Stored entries
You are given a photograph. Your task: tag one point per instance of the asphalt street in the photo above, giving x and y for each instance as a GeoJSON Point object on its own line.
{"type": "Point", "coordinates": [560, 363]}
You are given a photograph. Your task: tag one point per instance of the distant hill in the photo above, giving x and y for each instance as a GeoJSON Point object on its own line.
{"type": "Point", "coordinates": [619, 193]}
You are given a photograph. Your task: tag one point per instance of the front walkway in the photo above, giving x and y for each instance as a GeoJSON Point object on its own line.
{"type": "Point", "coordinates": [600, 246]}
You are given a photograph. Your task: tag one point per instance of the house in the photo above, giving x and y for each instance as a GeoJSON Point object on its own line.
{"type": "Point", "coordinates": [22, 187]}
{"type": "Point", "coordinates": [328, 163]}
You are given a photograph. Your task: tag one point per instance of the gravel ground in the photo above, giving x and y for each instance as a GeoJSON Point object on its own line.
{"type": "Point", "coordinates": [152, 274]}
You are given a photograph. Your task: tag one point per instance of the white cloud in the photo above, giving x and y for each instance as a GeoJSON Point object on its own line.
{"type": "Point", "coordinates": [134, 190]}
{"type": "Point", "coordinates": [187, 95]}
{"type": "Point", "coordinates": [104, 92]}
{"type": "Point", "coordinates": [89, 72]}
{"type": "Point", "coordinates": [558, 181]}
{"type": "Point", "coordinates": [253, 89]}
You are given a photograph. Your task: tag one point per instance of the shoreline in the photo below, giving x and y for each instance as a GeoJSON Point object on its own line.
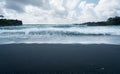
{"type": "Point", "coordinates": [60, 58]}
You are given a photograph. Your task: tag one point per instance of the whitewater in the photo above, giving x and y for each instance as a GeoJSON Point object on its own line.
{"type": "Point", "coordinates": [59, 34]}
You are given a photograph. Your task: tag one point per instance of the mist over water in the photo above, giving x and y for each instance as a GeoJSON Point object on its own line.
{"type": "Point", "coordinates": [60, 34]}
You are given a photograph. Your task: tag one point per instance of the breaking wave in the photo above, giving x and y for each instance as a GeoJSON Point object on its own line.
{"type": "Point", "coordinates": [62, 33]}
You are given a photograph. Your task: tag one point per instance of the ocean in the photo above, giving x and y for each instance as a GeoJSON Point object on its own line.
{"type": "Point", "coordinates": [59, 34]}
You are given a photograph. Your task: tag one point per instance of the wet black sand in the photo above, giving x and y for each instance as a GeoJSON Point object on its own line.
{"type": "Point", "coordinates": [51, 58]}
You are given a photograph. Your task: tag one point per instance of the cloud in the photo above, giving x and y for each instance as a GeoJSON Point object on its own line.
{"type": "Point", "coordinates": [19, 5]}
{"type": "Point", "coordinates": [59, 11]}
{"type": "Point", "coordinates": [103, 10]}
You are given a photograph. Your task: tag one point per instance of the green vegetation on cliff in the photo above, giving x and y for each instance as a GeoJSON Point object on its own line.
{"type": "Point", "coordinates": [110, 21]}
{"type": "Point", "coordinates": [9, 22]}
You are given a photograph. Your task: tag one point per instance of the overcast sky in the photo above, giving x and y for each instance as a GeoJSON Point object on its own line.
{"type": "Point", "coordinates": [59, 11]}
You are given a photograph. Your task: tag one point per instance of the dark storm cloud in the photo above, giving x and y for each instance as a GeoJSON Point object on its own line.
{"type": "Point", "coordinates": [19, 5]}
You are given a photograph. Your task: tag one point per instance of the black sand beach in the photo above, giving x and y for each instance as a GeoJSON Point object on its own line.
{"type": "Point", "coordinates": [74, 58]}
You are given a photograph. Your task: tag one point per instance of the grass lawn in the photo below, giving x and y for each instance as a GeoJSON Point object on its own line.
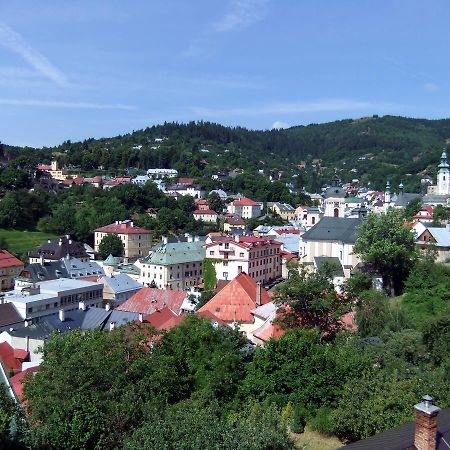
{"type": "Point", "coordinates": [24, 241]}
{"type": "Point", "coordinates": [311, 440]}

* [What is being asked]:
Could you write out the listing above line for line, without the pictures?

* [Output for this task]:
You are given a photograph. Your task: tag one point per instance of the asphalt street in the photo above, giving x and y for each instance as a GeoJSON Point object on its own line.
{"type": "Point", "coordinates": [560, 363]}
You are given a photograph. Your task: tag one point per instance of the distant hill in the photo above, giving x and y for each instance as a GeoJSON Point object on its own line.
{"type": "Point", "coordinates": [619, 193]}
You are given a photograph. Your task: tag one point per instance of the front walkway in the photo above, giving x and y for each instance as a GeoJSON Point object on its own line.
{"type": "Point", "coordinates": [600, 246]}
You are given a photograph. Your task: tag one point per instance of the house in the photo above, giving x and y for each instance as a GeoJSON Point object on its own line.
{"type": "Point", "coordinates": [22, 187]}
{"type": "Point", "coordinates": [328, 163]}
You are given a photograph. Your task: tag one point per instance of the gravel ground in the photo above, giving x and y for each instance as a GeoJSON Point object on its own line.
{"type": "Point", "coordinates": [152, 274]}
You are given a photograph. Your task: tag one point per instance of the white cloud in the photo above, giving x and y for each instance as a GeoJSON Point object on its own line.
{"type": "Point", "coordinates": [134, 190]}
{"type": "Point", "coordinates": [187, 95]}
{"type": "Point", "coordinates": [104, 92]}
{"type": "Point", "coordinates": [89, 72]}
{"type": "Point", "coordinates": [558, 181]}
{"type": "Point", "coordinates": [253, 89]}
You are given a photograph. Your task: tag one point per instance of the shoreline in the photo below, giving x and y for each instance as a GeoJSON Point object on its own line.
{"type": "Point", "coordinates": [60, 58]}
You are given a photograph. Your task: tag one point per instance of the whitewater in the photo above, giving x and y for each instance as a GeoJSON Point object on its own line.
{"type": "Point", "coordinates": [59, 34]}
You are given a photograph. Your task: tag one point per instance of the mist over water in the photo above, giving x and y for each instance as a GeoJSON Point object on its own line.
{"type": "Point", "coordinates": [60, 34]}
You are given a photograph. Your task: tag one point per instance of the breaking wave in the photo above, giving x and y for each instance as a GeoJSON Point object on its own line.
{"type": "Point", "coordinates": [62, 33]}
You are given a photograph. Your task: tag one point per instance of the ocean in the photo above, giving x and y for each instance as a GeoJSON Point object on its own line.
{"type": "Point", "coordinates": [59, 34]}
You are given a photograph. Your task: tag one point per instance of the wet black sand in the photo above, giving x and y for each instance as a GeoJSON Point object on its own line.
{"type": "Point", "coordinates": [51, 58]}
You are given a photograph. Your task: tag one point per instance of the cloud in the photo above, giving x and y for each instance as a GeoJSON Point object on its own line.
{"type": "Point", "coordinates": [19, 5]}
{"type": "Point", "coordinates": [59, 11]}
{"type": "Point", "coordinates": [103, 10]}
You are given a photograph. Your task: tag one point per instance of the green vegetation on cliff in the photo above, giving x and y for each instance as a GeoJSON Point object on its own line.
{"type": "Point", "coordinates": [110, 21]}
{"type": "Point", "coordinates": [9, 22]}
You are given a photograph. Your task: tag one point per instance of the overcast sky in the photo above, giving x and y for each instance as a GeoJSON Point object on its own line.
{"type": "Point", "coordinates": [59, 11]}
You are given a photograph. Your task: tag one point per instance of the dark storm cloud in the photo above, giving x and y for each instance as a GeoJSON Point object on its own line.
{"type": "Point", "coordinates": [19, 5]}
You are given a photograph. Your task: tag one point per instance of the black sand beach in the photo above, giving x and y for each instance as a GeoJSON Point object on its own line.
{"type": "Point", "coordinates": [74, 58]}
You are given a photograph. Your task: tag one point per instance of the grass lawn in the photo below, giving x and y for each instance as a GeoJSON Point object on its own line.
{"type": "Point", "coordinates": [24, 241]}
{"type": "Point", "coordinates": [311, 440]}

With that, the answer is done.